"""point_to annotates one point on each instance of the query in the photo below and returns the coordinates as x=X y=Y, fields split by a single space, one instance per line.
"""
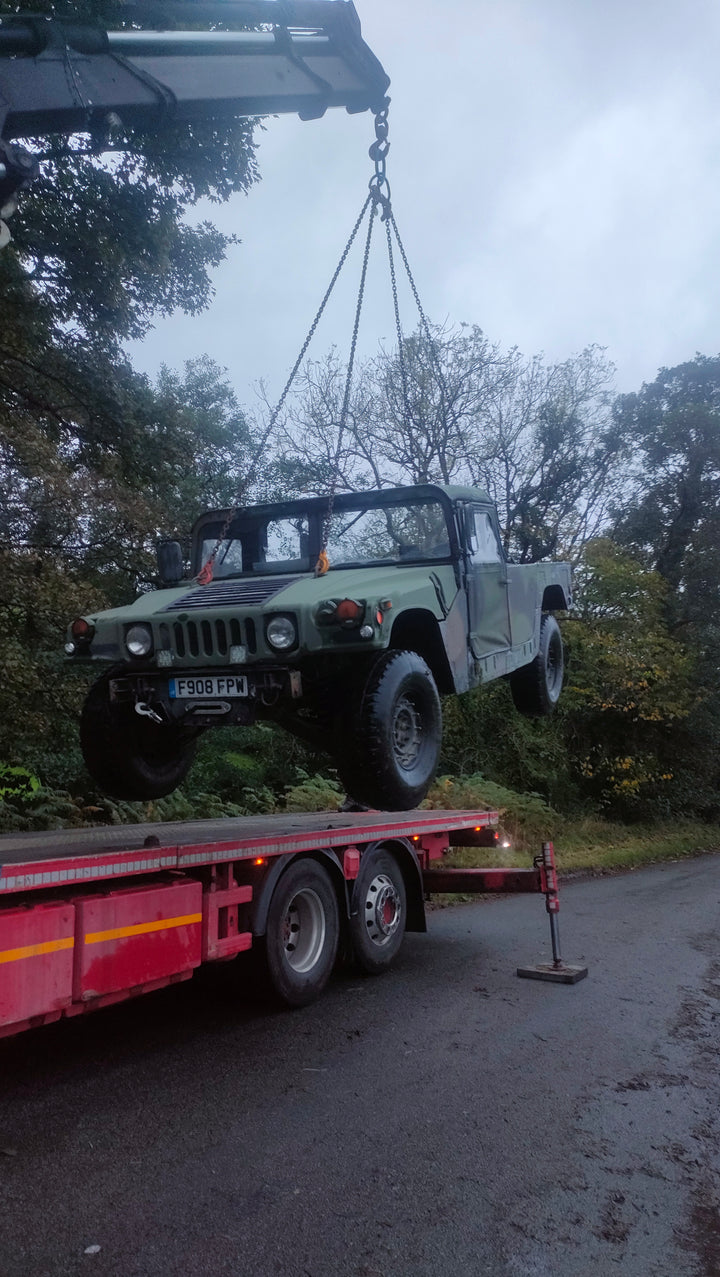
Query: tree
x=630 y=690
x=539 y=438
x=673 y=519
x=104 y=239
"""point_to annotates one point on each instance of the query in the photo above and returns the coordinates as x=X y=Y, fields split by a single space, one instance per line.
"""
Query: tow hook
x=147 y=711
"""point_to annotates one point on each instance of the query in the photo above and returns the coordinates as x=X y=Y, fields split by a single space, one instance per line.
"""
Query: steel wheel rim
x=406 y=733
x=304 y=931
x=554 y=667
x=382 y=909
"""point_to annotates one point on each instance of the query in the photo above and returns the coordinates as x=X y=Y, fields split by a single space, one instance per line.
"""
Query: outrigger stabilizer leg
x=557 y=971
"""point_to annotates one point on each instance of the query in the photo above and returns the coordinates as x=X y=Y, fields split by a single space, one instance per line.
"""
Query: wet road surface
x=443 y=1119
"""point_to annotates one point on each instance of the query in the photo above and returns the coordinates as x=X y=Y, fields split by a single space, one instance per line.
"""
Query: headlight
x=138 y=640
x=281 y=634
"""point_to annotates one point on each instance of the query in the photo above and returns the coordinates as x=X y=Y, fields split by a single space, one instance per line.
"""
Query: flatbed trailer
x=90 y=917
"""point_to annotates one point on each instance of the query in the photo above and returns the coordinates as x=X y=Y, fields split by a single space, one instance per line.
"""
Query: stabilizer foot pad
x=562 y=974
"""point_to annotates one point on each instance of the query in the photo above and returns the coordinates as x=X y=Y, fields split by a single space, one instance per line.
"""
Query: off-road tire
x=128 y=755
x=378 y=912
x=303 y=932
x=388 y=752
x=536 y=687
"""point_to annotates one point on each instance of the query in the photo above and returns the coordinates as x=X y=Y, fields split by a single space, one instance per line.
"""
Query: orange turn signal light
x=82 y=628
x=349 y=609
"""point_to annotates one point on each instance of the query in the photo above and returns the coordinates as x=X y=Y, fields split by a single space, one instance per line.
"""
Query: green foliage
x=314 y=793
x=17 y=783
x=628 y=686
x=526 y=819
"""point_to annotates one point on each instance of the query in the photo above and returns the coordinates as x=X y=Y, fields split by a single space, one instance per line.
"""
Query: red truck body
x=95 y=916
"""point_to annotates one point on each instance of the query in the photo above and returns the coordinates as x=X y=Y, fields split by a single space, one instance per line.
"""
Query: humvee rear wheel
==
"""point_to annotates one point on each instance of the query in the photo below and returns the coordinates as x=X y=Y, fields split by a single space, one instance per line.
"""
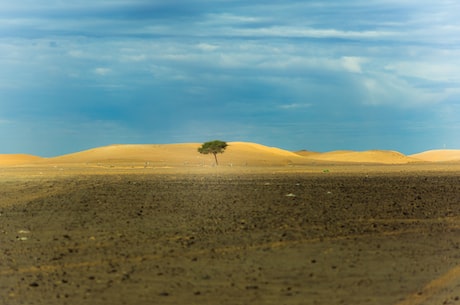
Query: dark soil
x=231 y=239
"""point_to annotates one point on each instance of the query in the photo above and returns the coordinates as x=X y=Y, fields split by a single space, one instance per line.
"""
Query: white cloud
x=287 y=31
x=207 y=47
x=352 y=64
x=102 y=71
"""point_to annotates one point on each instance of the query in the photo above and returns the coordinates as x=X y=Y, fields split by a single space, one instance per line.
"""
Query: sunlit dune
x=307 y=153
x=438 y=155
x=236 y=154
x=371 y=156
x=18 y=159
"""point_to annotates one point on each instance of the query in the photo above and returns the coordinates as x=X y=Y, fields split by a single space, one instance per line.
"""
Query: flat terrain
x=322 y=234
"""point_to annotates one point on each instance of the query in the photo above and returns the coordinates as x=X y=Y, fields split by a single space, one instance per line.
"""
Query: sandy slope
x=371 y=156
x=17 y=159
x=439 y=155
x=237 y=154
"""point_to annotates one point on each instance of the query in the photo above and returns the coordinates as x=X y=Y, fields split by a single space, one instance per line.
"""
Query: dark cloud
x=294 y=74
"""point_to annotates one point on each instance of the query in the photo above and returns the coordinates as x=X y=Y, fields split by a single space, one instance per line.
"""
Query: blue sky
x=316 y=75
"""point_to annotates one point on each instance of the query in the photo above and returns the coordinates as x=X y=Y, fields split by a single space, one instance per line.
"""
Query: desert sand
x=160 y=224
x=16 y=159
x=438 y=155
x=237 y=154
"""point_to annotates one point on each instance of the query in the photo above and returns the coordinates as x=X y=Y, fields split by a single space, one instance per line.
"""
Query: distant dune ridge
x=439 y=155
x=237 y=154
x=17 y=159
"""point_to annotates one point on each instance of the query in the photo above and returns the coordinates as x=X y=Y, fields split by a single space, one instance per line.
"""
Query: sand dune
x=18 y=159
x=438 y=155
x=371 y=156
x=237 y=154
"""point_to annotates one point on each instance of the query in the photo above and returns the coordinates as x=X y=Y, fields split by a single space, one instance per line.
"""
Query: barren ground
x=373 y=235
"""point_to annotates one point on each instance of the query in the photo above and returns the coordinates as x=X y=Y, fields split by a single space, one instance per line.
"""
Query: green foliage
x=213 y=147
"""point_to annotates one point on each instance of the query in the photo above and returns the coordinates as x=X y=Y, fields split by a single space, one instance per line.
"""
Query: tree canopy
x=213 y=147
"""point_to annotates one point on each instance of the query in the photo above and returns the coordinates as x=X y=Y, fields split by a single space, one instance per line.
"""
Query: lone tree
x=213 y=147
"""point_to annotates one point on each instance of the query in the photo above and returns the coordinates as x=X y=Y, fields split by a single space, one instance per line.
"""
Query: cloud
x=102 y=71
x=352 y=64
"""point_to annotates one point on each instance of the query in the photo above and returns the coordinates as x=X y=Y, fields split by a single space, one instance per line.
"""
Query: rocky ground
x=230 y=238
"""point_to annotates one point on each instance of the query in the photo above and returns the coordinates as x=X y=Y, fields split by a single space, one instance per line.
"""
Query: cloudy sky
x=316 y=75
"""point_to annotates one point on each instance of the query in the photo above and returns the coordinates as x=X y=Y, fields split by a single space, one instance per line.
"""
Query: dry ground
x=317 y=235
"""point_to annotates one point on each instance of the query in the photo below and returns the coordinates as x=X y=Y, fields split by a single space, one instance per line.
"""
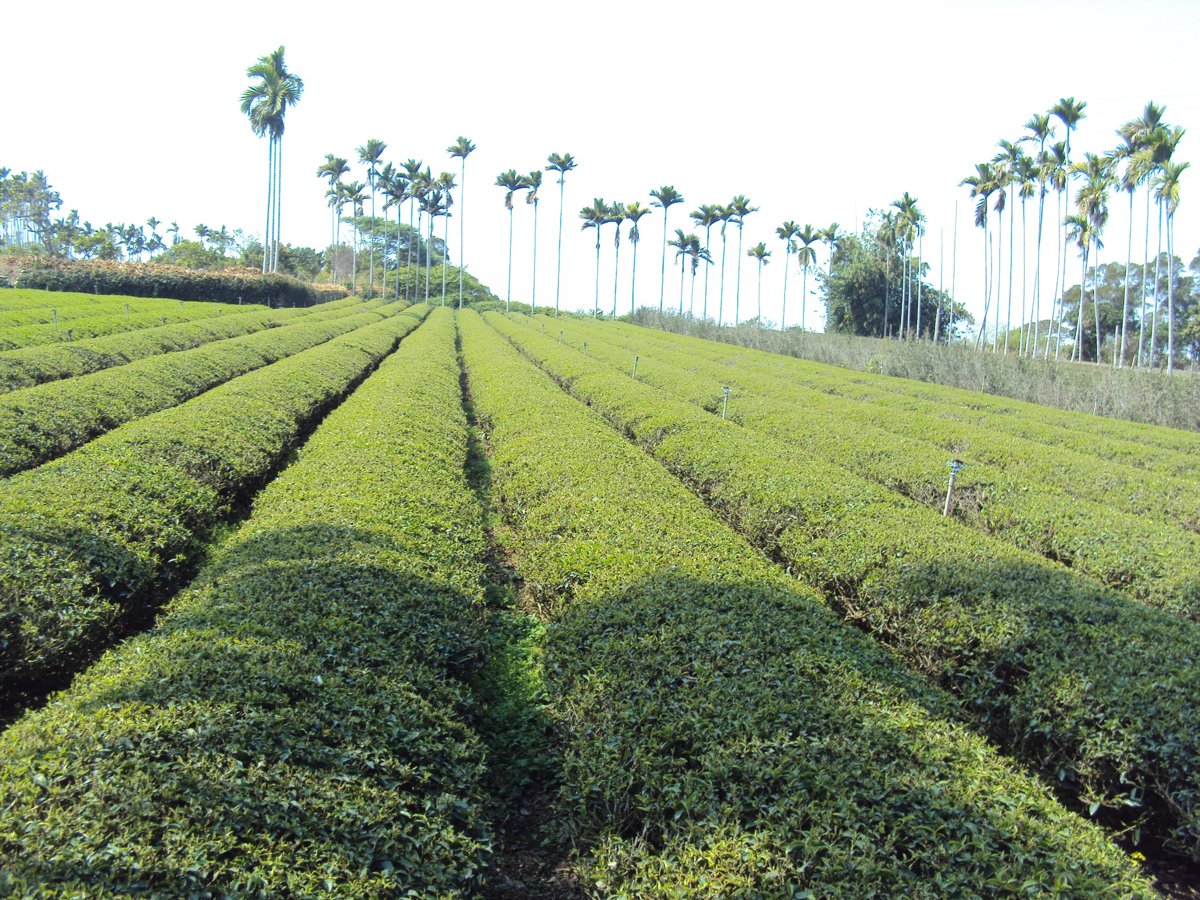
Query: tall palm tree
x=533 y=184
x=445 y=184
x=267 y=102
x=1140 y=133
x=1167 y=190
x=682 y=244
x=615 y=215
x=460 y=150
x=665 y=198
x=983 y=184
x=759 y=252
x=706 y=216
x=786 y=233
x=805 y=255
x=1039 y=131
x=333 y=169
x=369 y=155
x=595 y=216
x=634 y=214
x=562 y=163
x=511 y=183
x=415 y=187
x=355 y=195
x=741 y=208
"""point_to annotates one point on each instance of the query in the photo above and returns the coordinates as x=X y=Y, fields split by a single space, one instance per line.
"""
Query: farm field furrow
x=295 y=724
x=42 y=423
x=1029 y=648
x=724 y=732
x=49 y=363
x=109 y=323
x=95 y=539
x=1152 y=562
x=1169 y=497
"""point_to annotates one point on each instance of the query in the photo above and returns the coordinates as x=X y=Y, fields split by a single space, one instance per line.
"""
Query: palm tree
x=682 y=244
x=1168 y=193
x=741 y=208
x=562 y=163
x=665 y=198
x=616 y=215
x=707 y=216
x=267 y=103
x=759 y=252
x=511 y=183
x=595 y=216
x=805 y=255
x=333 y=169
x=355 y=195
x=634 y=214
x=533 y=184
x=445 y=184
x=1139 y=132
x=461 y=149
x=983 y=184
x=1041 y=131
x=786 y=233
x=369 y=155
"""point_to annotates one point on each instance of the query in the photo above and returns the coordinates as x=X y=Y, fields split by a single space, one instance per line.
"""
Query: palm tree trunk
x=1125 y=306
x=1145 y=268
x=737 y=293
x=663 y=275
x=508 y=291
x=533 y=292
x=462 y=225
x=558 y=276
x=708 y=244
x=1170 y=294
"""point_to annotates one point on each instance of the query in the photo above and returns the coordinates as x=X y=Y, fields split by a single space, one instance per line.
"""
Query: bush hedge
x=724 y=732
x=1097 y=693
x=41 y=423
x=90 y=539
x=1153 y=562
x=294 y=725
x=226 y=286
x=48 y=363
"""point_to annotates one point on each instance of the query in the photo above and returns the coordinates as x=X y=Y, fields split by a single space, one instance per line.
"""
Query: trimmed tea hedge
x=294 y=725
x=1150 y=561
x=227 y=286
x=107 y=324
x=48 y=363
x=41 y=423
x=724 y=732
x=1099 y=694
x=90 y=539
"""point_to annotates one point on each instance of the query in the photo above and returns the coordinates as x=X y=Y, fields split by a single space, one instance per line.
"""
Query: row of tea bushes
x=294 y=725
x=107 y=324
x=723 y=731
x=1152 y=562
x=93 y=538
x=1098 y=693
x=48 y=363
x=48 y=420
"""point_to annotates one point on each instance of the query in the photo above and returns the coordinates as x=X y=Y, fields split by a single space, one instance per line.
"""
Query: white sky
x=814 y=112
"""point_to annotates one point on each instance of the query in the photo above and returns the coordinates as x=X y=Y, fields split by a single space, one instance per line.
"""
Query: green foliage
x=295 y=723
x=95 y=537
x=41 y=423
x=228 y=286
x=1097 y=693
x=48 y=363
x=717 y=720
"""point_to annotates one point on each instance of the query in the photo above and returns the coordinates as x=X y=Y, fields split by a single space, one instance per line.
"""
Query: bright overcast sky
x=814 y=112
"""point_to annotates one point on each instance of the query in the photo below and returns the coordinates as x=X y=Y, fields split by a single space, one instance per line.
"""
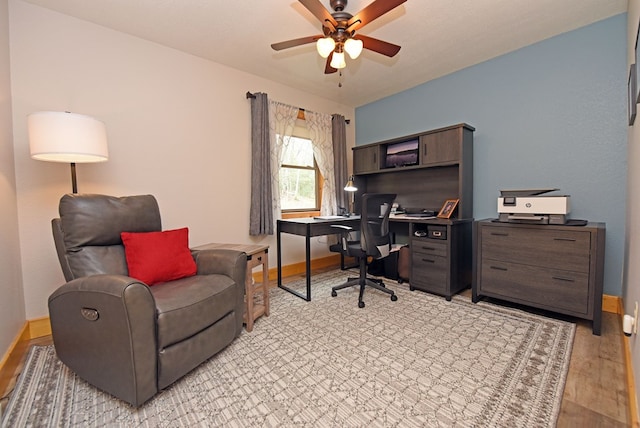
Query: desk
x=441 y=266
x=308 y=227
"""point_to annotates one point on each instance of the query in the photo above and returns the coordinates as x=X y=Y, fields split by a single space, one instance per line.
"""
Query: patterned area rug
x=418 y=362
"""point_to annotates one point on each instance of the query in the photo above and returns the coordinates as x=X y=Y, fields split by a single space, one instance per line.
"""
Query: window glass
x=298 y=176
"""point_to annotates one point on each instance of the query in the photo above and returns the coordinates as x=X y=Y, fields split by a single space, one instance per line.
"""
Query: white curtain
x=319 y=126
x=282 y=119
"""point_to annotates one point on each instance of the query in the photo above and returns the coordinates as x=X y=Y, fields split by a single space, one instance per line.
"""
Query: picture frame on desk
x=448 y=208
...
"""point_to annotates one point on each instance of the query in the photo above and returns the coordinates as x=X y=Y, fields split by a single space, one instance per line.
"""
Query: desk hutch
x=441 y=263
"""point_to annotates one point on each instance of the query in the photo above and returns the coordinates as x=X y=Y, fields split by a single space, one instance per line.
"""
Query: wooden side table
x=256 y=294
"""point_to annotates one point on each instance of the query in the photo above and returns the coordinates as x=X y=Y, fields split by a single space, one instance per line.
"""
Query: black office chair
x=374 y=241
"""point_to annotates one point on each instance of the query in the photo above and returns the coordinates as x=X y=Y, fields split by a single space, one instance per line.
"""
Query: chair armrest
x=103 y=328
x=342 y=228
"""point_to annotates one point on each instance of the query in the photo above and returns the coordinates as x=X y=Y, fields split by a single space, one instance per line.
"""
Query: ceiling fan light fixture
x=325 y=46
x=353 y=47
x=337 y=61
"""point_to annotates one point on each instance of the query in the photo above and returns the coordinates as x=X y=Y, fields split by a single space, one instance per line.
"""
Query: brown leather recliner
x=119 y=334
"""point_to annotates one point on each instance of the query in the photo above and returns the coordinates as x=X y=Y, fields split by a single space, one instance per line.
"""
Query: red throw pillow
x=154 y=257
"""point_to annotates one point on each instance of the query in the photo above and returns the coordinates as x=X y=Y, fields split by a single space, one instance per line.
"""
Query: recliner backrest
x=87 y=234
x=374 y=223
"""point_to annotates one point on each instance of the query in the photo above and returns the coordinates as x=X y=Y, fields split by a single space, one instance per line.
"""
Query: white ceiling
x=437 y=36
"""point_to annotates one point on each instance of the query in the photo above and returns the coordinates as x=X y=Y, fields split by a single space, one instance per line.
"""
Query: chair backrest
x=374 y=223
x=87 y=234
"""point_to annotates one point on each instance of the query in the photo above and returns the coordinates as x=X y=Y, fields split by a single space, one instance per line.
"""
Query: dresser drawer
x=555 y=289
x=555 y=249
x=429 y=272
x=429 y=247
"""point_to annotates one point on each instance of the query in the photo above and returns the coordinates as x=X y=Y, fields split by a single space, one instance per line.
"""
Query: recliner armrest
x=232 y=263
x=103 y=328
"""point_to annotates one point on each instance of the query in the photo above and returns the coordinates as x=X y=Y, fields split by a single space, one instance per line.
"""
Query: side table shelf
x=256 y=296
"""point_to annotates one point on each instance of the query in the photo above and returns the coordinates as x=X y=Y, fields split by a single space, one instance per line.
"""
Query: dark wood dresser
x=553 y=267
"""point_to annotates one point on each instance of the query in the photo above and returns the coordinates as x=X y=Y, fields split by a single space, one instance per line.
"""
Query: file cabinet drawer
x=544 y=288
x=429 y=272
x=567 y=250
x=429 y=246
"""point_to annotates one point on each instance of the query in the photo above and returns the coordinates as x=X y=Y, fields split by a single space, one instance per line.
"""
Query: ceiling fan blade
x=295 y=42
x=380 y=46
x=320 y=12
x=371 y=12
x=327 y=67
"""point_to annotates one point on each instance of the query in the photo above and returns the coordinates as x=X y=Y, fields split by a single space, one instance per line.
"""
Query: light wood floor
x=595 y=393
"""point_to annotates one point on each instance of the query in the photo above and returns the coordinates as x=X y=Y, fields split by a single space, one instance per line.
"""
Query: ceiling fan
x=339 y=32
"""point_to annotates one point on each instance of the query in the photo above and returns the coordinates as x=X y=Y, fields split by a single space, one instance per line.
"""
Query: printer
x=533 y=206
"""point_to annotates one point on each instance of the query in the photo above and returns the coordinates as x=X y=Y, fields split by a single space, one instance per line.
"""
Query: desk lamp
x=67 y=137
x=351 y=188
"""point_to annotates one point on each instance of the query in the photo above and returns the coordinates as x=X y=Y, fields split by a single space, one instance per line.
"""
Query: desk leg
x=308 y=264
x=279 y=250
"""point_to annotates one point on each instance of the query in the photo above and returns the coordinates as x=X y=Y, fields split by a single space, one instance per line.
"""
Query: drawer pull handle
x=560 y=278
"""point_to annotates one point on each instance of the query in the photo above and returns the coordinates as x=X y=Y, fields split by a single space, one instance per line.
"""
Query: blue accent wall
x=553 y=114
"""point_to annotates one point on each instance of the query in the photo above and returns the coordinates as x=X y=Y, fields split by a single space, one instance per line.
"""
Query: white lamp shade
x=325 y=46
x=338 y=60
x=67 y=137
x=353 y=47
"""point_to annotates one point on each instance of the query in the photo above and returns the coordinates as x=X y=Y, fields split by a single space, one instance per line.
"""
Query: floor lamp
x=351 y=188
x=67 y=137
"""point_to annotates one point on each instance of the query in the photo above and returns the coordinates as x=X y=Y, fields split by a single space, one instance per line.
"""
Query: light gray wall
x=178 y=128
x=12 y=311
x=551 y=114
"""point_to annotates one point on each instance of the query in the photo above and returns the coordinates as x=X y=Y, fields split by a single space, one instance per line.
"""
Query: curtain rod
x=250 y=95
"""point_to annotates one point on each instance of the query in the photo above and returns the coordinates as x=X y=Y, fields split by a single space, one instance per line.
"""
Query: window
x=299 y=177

-- Your objective --
Extract every line of the data above that contains the string "desk", and reproduce each matching line in its original order.

-- Answer below --
Query: desk
Query: picture frame on desk
Query: desk hutch
Query: desk lamp
Query: desk leg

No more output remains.